WHAT IS REQUIRED:
Copy out the data word for word, without any of its pictures.

[[ SUPPLIED RECORDS open ]]

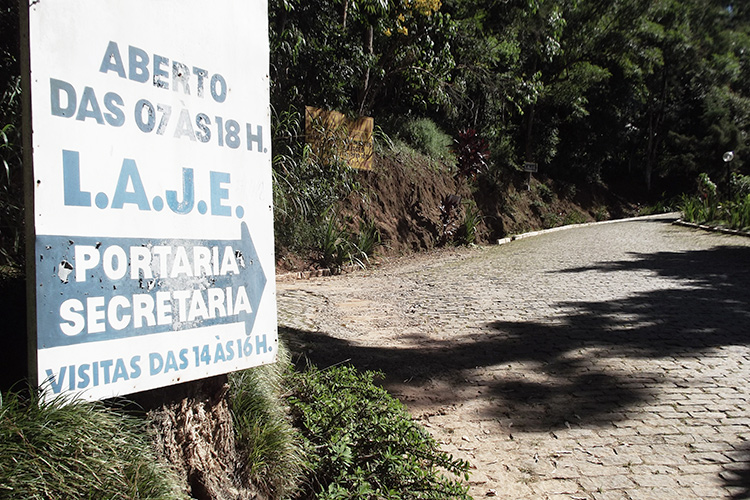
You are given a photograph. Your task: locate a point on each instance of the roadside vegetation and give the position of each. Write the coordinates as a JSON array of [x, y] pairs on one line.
[[708, 206], [618, 102], [302, 434]]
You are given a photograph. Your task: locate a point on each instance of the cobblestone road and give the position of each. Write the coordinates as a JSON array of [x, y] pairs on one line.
[[601, 362]]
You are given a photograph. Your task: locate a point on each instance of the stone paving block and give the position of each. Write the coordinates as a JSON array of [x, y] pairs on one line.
[[581, 338], [607, 483], [660, 494]]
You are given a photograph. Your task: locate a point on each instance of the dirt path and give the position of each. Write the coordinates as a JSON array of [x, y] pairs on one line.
[[601, 362]]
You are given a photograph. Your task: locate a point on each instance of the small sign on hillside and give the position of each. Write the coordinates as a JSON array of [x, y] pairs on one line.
[[530, 167], [151, 224], [330, 134]]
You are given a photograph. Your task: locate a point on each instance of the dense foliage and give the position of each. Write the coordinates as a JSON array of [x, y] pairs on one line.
[[364, 445], [649, 90]]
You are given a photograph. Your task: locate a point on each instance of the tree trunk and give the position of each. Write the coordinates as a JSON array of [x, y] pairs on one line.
[[369, 49]]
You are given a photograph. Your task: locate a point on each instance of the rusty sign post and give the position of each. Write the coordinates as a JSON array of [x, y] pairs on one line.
[[148, 173]]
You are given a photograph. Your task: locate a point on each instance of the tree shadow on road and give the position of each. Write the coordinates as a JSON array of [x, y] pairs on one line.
[[571, 370]]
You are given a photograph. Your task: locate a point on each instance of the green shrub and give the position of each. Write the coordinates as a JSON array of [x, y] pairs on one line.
[[467, 231], [60, 449], [364, 445], [304, 186], [574, 217], [692, 209], [269, 445], [739, 186], [427, 137], [544, 192], [338, 247], [601, 213]]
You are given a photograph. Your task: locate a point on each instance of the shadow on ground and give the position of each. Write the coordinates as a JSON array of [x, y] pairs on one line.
[[565, 380]]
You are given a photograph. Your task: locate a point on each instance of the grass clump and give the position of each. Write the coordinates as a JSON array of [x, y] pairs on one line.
[[63, 449], [707, 208], [362, 444], [426, 137], [270, 446]]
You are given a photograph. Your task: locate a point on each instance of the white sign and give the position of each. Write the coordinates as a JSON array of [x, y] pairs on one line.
[[152, 192]]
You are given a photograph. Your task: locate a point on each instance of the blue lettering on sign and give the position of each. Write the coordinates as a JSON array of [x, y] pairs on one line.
[[162, 74], [124, 287], [85, 106], [170, 361], [131, 192]]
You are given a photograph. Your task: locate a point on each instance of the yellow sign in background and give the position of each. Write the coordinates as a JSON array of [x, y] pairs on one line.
[[332, 135]]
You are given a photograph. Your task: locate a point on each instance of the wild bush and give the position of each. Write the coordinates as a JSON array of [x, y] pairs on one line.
[[364, 445], [427, 138]]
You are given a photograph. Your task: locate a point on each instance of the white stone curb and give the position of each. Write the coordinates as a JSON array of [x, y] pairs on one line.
[[515, 237]]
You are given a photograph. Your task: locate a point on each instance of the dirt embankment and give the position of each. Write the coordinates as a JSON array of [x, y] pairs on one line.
[[418, 205]]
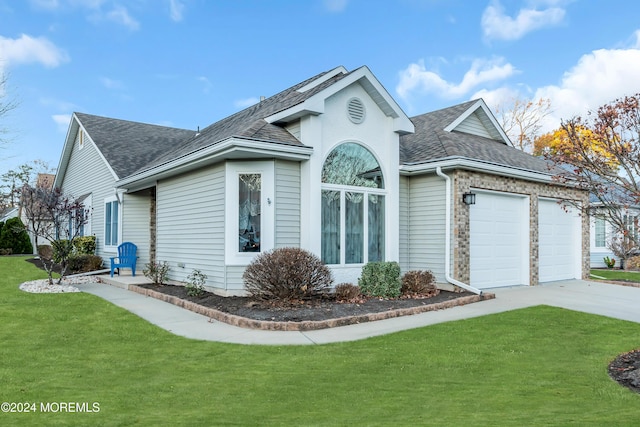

[[ SUPPLIED RECORDS closed ]]

RESPONSE AREA:
You are given a photograph. Your task: locate a point on each instance of the roadside vegetation and give the position of each. Write the coordinates as a JSON array of [x, y] pairs on one line.
[[708, 206], [618, 102], [302, 434]]
You are given a photograph. Your task: locate a point on each instance of the cobblestone road and give the position of each. Write the coordinates as a JSON array of [x, y] pairs on one line.
[[601, 362]]
You are given a photograph. Your task: locate a point on each instance of the stone paving block and give the position of each. Write the coordinates as a JSON array of [x, y] pairs on one line.
[[581, 338], [607, 483], [660, 494]]
You are given a photograph. Your task: locate a point on each instance of the dirt path and give the position of each. Write the coordinates as a JSON array of [x, y] pairs on one line.
[[601, 362]]
You are given a photograph. Your task: locate a point on each instance of the small sign on hillside and give the position of each. Write the coordinates as a JSON array of [x, y] pairs on one line.
[[530, 167], [151, 224], [330, 134]]
You are given a photograph. Your task: locate a point on each instance of the dense foliage and give the position of each. Write the coordinates as a JSON array of [x, y] pairs on one line.
[[364, 445], [649, 90]]
You are given a photograph. Your task: locate a point on each instance of the tree trunk and give the position of each. Write the coordinates as a JSON array of [x, y] pairs on one line.
[[369, 49]]
You are given a photograph. Your task: locate a point on each instance of the rusty sign post and give the position of each. Write the coordinates as a JSON array of [x, y] pairs on one line.
[[148, 173]]
You are given a photograph. Your task: locate a point on each instance of the tree shadow on road and give the position of each. Write the coordinates as a JSON array of [x, y] pairs on one line.
[[571, 370]]
You are given a photograph. Your task: locate a point on each instance of the green shrub and give the position of each. Write the coordinates as a JSON array of [x, y] pairs on one line.
[[467, 231], [60, 449], [364, 445], [304, 186], [574, 217], [692, 209], [269, 445], [739, 186], [427, 137], [544, 192], [338, 247], [601, 213]]
You are given a photograph. Your task: locate a point on each instance of the shadow on ground and give the position of each. Write the coordinates as a JSON array of [x, y] pairs on one line.
[[565, 380]]
You are given a photograph. Your task: locate a point on each instance of the grass clump and give the position of each. Write the coordinates as a JSON array of [x, y] pairs on one line.
[[63, 449], [707, 208], [362, 444], [426, 137], [270, 446]]
You are given a photograph. Your task: locate a point on each instance of the white sign and give the position of each. Write the coordinates as a JSON array of [x, y] pairs on one line.
[[152, 192]]
You are given a photograph. Your task: locate a point on each instance of the blue lettering on sign and give the position of each. Write the coordinates as a JSON array of [x, y] pairs on one line.
[[162, 74], [124, 287], [85, 106], [170, 361], [131, 192]]
You are given a photograph. Your task: locate a point on each instance of the yellow sign in background and give the position of each. Write the coordinates as a JSON array of [x, y] pairs on one line.
[[332, 135]]
You are given a photograph. Your task: locate a point on each instance of the wild bush and give the position of each. Write the coordinates as a JSON array of [x, y] pairs on one line.
[[364, 445], [427, 138]]
You are given a photograph. Your task: locate a point on each instance of the white stone curb and give the position of each. Write the coordinates as a JSON array of [x, y] pairs on one line.
[[515, 237]]
You are given a photograph. Your task: locate a point on each instance of the dirt embankment and give the position of each. Write the coordinates as a JSON array of [x, y] pairs on one line.
[[418, 205]]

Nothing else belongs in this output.